Stored data:
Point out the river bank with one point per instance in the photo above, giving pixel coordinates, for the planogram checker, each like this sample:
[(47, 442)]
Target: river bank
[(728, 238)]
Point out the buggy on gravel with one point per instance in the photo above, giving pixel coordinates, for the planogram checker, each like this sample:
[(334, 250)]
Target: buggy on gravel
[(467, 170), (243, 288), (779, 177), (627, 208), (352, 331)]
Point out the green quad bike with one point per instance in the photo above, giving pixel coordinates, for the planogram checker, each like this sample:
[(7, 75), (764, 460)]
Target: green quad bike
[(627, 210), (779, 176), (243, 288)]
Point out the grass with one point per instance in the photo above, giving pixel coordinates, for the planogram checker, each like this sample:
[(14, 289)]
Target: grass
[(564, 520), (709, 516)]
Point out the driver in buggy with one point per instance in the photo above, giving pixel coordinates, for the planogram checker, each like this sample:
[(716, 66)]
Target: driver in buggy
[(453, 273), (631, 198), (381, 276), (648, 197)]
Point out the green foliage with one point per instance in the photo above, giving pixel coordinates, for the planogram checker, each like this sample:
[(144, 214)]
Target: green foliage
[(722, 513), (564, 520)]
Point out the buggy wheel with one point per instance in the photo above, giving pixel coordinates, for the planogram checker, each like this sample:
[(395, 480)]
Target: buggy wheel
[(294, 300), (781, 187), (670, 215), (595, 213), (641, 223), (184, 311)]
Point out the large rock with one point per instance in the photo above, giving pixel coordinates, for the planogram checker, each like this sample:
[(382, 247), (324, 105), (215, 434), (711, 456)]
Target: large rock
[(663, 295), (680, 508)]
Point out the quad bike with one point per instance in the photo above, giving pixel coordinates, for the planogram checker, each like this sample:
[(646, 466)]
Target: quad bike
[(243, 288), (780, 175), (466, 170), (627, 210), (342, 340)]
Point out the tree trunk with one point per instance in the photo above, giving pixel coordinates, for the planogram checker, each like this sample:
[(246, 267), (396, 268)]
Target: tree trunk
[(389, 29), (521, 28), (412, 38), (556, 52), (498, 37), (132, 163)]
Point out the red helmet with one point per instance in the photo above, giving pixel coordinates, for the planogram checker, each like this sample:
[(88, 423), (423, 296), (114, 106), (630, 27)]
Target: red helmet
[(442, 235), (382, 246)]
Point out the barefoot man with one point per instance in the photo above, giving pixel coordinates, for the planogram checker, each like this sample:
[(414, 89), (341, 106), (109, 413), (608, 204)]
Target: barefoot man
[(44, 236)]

What this task involves:
Reproduce all of the data above line for line, with no changes.

Solved exercise:
Point out the river bank with one point per instance in the photo above, giving pixel coordinates, for the planogram checker, each like this sample:
[(47, 442)]
Target: river bank
[(728, 238)]
Point out the buggy on gravel with one point per instance in the photo above, giving pixel coordinates, for the planogram checker, each like this sample:
[(334, 250)]
Target: buggy on gravel
[(467, 170), (243, 288), (779, 177), (627, 208), (352, 331)]
Point out the green quad bike with one point per instance in the photo above, giving pixel coordinates, for the planogram checker, each like this sample:
[(7, 75), (764, 460)]
Target: green quad bike
[(627, 210), (779, 176), (243, 288)]
Point out the grass with one point per instance in the photo above, giving pixel coordinates, for the planogram checker, each like this sample:
[(14, 289)]
Target: grass
[(564, 520), (709, 516)]
Point out the driver in buggy with one point per instance in the photo above, giving pixel coordinates, for the planogram checker, each like this sample:
[(716, 66)]
Target: driver in buggy
[(453, 273), (631, 198), (381, 276), (648, 197)]
Point out the green foliage with one point per instance in the photo above, giving pixel coordinates, for the planogram checker, each like this sample:
[(144, 214)]
Target: green foliage
[(722, 513), (564, 520)]
Point out the buggy wheel with one point per instance in the photo above, giving pixel coordinates, for the planogram checker, each like this sample:
[(395, 480)]
Target: buggy wheel
[(294, 300), (781, 187), (670, 215), (595, 213), (641, 223), (184, 311)]
Point out the large rock with one point per instance in the photo above, giving pixel coordinates, for the planogram checker, each like this sample:
[(382, 247), (324, 105), (215, 434), (711, 456)]
Target: large rock
[(663, 295), (680, 508)]
Point out the quad bike with one point per instance in the photo above, giving pixel coordinates, for the planogram checker, each like this sample:
[(646, 466)]
Target: quad bike
[(243, 288), (780, 175), (466, 170), (627, 210), (342, 340)]
Point out the tree trunk with one point per instance in the photo above, giving pixel coordinates, for the planogram checker, each like this sample:
[(246, 267), (396, 268)]
Target: tree trunk
[(389, 29), (521, 28), (412, 38), (556, 52), (498, 37), (132, 163)]
Point out the red helmet with one point per instance in the photo above, giving pixel coordinates, for the planogram checker, each like this sample:
[(88, 423), (423, 296), (114, 106), (630, 27)]
Target: red helmet
[(442, 235), (382, 246)]
Point out the barefoot man with one point per instance in the photo above, giving pixel coordinates, for the planogram checker, each like this sample:
[(414, 89), (341, 106), (109, 413), (608, 204)]
Target: barefoot man
[(44, 236)]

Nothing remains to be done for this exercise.